Aim of the task =>
Return the documentary review below word for word, in full.

Text under study =>
Given the widespread media attention given to priest sexual abuse scandals around the globe I am concerned that the public is becoming desensitized to the issue.

That’s why I think it’s important that everyone watch this documentary to understand the lengths to which the catholic church has gone to protect sexually deviant priests and to protect the reputation of the church.

200 Abused Children Over 20 years

The film focuses in particular on the Lawrence Murphy case. It is believed that Murphy molested approximately 200 deaf boys between 1950 and 1974. Even after many of the victims reported the abuse, the Vatican did not even defrock Murphy. It was not until 20 years after the allegations were first raised that a Cardinal requested a canonical trial against Murphy. The trial was eventually dropped against Murphy due to his poor health. Murphy died in 1998 never having answered for any of the allegations against him.

Other Notorious Priest Abuse Cover-Ups

The film also looks at several other notorious cases of abuse and cover-ups in the Catholic Church, specifically those of Tony Walsh and Marcial Maciel.

Maciel was a Mexican priest who founded the Legion of Christ, a Roman Catholic institute that has tens of thousands of youth members. In the 90s allegations came to light that Maciel had been abusing young boys since the 40s and 50s. He is alleged to have fathered 3 children with 2 different women.

Formal complaints about Maciel to the Vatican were reportedly shelved by the Congregation of the Doctrine of the Faith – a group headed by the future Pope Benedict. Pope Benedict later re-opened the investigation and in 2006 Maciel was finally “disciplined” – he was asked to live “a reserved life of penitence and prayer” and to no longer practice as a priest. He was transferred to a house in Florida, where he lived until his death in 2008. No canonical trial was commenced against Maciel.

The program is available online until April 2 so watch it while you have the chance.

Given entries =>
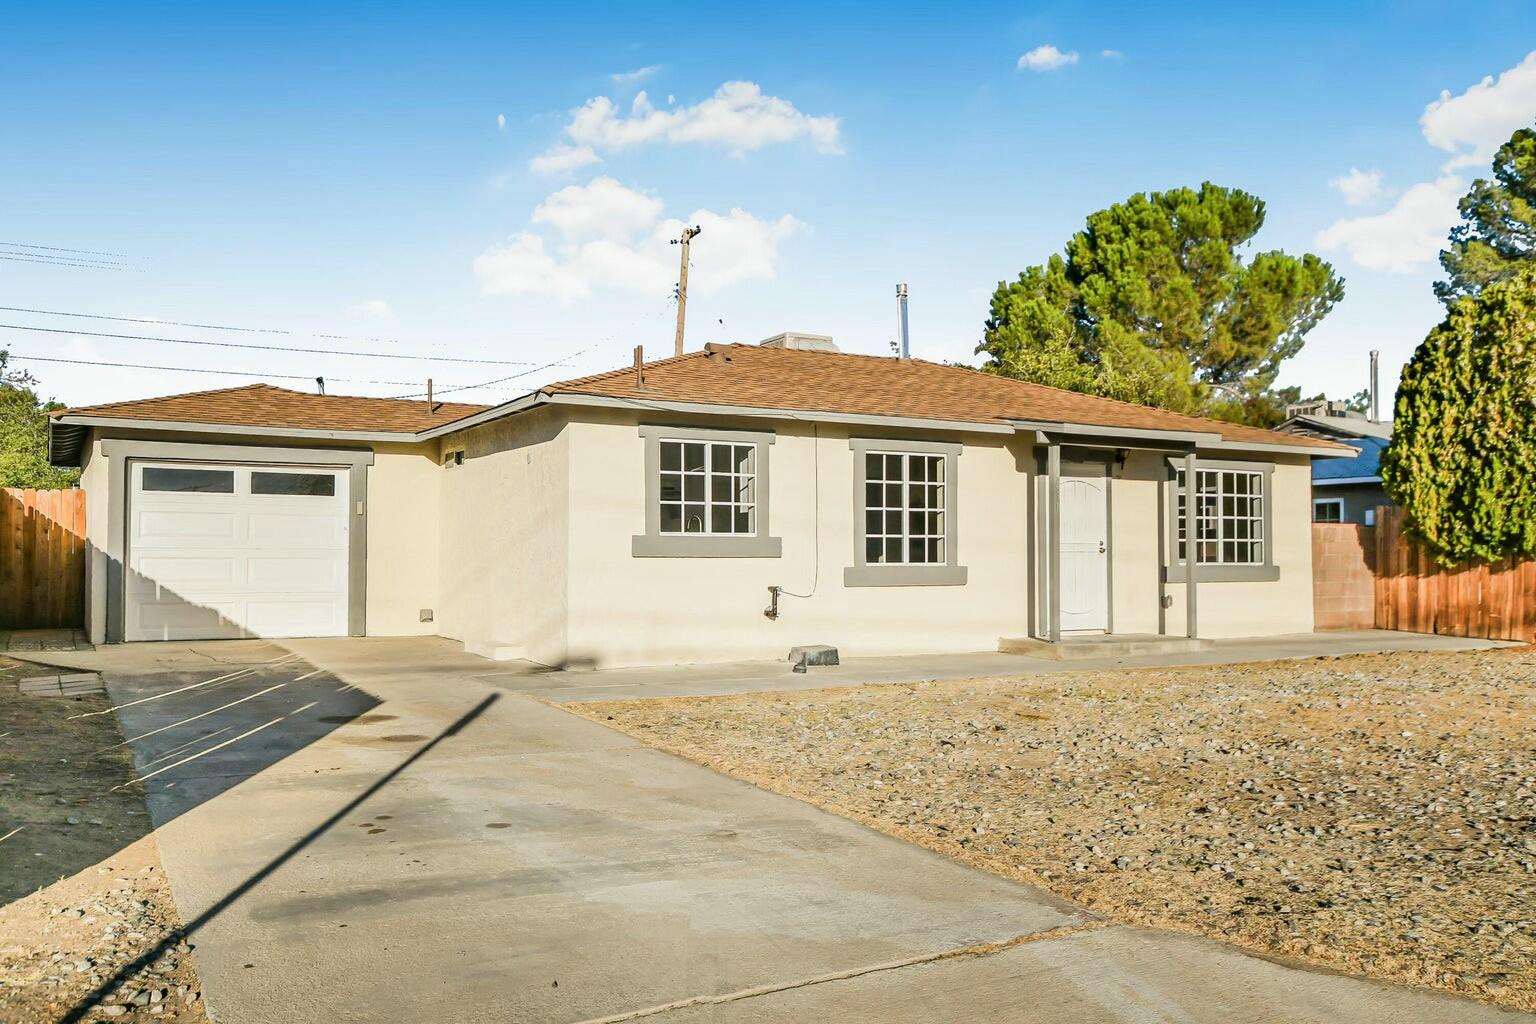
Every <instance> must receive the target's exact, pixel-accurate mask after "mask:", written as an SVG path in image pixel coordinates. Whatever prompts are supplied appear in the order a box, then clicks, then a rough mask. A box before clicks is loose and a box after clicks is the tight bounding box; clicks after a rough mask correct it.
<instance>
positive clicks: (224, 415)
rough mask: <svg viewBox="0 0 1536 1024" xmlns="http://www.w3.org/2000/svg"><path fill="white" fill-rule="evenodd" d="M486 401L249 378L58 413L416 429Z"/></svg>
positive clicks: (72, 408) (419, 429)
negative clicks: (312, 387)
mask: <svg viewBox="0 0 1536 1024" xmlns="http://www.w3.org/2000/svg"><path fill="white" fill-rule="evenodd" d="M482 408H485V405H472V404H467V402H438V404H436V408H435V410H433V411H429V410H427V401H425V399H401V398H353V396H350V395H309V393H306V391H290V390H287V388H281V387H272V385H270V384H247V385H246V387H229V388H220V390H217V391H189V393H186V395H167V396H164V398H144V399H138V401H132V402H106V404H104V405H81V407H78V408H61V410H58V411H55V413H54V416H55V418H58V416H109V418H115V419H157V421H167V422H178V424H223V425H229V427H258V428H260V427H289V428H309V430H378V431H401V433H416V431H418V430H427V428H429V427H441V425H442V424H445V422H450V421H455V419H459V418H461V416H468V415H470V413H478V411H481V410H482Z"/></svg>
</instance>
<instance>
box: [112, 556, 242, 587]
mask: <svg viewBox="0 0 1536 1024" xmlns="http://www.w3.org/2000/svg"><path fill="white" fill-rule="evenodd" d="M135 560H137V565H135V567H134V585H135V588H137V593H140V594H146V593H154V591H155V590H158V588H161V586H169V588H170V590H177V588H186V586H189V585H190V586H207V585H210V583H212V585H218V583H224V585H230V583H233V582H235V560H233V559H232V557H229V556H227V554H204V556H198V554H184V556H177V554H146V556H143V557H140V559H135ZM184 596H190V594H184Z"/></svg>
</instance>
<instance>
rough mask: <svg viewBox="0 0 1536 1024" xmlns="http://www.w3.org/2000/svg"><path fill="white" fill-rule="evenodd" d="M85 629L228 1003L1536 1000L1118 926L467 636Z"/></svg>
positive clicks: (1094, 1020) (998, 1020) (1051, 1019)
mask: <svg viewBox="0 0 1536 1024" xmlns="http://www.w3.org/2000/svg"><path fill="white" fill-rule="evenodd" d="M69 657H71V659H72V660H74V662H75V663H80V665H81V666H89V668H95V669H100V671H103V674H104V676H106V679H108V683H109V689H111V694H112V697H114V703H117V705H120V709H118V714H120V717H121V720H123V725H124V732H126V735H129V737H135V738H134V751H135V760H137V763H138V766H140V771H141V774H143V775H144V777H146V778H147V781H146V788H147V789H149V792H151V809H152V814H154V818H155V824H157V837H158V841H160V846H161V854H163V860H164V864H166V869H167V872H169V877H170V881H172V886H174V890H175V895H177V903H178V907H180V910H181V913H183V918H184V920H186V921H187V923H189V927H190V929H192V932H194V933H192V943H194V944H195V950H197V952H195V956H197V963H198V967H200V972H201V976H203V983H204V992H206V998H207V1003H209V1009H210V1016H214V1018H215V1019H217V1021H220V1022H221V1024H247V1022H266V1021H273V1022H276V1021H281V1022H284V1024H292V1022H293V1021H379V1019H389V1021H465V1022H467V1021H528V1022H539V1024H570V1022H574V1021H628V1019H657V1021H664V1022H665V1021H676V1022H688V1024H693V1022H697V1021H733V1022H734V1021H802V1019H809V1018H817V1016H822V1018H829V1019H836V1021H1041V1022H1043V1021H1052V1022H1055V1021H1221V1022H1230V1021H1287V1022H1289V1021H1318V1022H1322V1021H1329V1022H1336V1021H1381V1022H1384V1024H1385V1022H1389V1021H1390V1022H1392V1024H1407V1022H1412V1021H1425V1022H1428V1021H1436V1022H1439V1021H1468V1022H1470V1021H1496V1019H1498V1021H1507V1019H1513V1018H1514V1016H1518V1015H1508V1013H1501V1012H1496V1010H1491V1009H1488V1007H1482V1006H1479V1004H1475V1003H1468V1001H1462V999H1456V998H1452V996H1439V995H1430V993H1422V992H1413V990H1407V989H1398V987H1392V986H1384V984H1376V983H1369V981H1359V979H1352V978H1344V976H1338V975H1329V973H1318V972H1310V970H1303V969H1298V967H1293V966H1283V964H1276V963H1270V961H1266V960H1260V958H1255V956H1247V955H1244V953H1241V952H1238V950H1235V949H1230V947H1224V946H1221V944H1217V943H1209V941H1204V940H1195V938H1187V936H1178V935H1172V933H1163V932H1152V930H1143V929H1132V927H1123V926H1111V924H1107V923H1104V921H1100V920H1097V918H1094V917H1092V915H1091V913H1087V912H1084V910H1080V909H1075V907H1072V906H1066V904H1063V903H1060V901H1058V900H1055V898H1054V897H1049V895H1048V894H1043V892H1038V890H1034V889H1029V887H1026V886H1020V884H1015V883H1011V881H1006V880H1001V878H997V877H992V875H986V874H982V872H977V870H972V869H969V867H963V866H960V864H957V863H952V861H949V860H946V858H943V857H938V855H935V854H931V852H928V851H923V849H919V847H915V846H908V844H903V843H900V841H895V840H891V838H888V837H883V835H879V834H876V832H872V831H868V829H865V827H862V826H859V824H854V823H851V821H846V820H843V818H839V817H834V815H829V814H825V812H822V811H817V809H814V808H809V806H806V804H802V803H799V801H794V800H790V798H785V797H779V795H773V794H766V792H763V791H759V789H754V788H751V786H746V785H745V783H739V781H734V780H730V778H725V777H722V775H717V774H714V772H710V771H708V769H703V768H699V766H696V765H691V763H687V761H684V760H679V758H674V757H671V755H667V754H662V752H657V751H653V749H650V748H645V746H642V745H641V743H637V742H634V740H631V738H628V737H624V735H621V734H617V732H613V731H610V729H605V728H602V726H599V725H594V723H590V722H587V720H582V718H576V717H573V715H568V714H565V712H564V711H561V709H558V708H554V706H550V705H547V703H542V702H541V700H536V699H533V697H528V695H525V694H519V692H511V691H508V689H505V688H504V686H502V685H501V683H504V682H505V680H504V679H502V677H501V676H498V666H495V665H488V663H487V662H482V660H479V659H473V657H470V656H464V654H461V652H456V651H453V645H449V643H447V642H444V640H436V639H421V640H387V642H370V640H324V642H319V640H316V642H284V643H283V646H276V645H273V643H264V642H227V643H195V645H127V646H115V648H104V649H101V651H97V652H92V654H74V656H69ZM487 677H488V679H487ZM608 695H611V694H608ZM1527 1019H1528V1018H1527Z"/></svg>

Response to the task =>
Given the widespread media attention given to priest sexual abuse scandals around the globe I am concerned that the public is becoming desensitized to the issue.

That’s why I think it’s important that everyone watch this documentary to understand the lengths to which the catholic church has gone to protect sexually deviant priests and to protect the reputation of the church.

200 Abused Children Over 20 years

The film focuses in particular on the Lawrence Murphy case. It is believed that Murphy molested approximately 200 deaf boys between 1950 and 1974. Even after many of the victims reported the abuse, the Vatican did not even defrock Murphy. It was not until 20 years after the allegations were first raised that a Cardinal requested a canonical trial against Murphy. The trial was eventually dropped against Murphy due to his poor health. Murphy died in 1998 never having answered for any of the allegations against him.

Other Notorious Priest Abuse Cover-Ups

The film also looks at several other notorious cases of abuse and cover-ups in the Catholic Church, specifically those of Tony Walsh and Marcial Maciel.

Maciel was a Mexican priest who founded the Legion of Christ, a Roman Catholic institute that has tens of thousands of youth members. In the 90s allegations came to light that Maciel had been abusing young boys since the 40s and 50s. He is alleged to have fathered 3 children with 2 different women.

Formal complaints about Maciel to the Vatican were reportedly shelved by the Congregation of the Doctrine of the Faith – a group headed by the future Pope Benedict. Pope Benedict later re-opened the investigation and in 2006 Maciel was finally “disciplined” – he was asked to live “a reserved life of penitence and prayer” and to no longer practice as a priest. He was transferred to a house in Florida, where he lived until his death in 2008. No canonical trial was commenced against Maciel.

The program is available online until April 2 so watch it while you have the chance.